## DOCUMENT PASSAGE
Each year millions of students sit in university classrooms, listening to professors explain the inner workings of businesses. Yet as I recently completed 11 flight segments on 5 airlines traveling through 4 countries and 7 airports, I noticed that an airplane is an interesting microcosm for business.

At its most basic level, it’s simple. Everyone gets on an aircraft in one place, and several hours later you arrive at a new one. As comedian Louis C.K. muses, this alone should be miraculous – “You’re sitting in a chair in the sky!”

However, as these three stories indicate, the experience can vary dramatically.

Economy: From Zero to Crazy

Our first story starts in the cheap seats, on an 8-hour trip to Japan. I struck up a conversation with the man next to me, who seemed nice enough. Our flight attendant looked like she was pulled directly from a marketing campaign – young, poised, professional, impeccably dressed, with flawless skin enhanced by cover model makeup.

As she began the safety speech, the man continued talking. Loudly. Yes, we’ve all seen this demo countless times, but something didn’t sit right as the man showed little respect as he chatted with increasing volume.

Six uneventful hours passed. And then the man started yelling. It began with him muttering loudly to himself, then the anger was aimed at the children behind him, and soon it was for the entire plane to hear. Evidently the kids had been kicking his seat, and he’d had it. Just like that, he went from zero to crazy.

## EXCERPTED DATA

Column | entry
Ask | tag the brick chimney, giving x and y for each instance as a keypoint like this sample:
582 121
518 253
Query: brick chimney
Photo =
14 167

## THINGS TO DO
[1] Reproduce the passage above about an airplane as a microcosm for business in full, word for word.
[2] How many lines of the records contain the word "brick"? Reply with the number alone.

## EXPECTED RESULTS
[1]
Each year millions of students sit in university classrooms, listening to professors explain the inner workings of businesses. Yet as I recently completed 11 flight segments on 5 airlines traveling through 4 countries and 7 airports, I noticed that an airplane is an interesting microcosm for business.

At its most basic level, it’s simple. Everyone gets on an aircraft in one place, and several hours later you arrive at a new one. As comedian Louis C.K. muses, this alone should be miraculous – “You’re sitting in a chair in the sky!”

However, as these three stories indicate, the experience can vary dramatically.

Economy: From Zero to Crazy

Our first story starts in the cheap seats, on an 8-hour trip to Japan. I struck up a conversation with the man next to me, who seemed nice enough. Our flight attendant looked like she was pulled directly from a marketing campaign – young, poised, professional, impeccably dressed, with flawless skin enhanced by cover model makeup.

As she began the safety speech, the man continued talking. Loudly. Yes, we’ve all seen this demo countless times, but something didn’t sit right as the man showed little respect as he chatted with increasing volume.

Six uneventful hours passed. And then the man started yelling. It began with him muttering loudly to himself, then the anger was aimed at the children behind him, and soon it was for the entire plane to hear. Evidently the kids had been kicking his seat, and he’d had it. Just like that, he went from zero to crazy.

[2] 2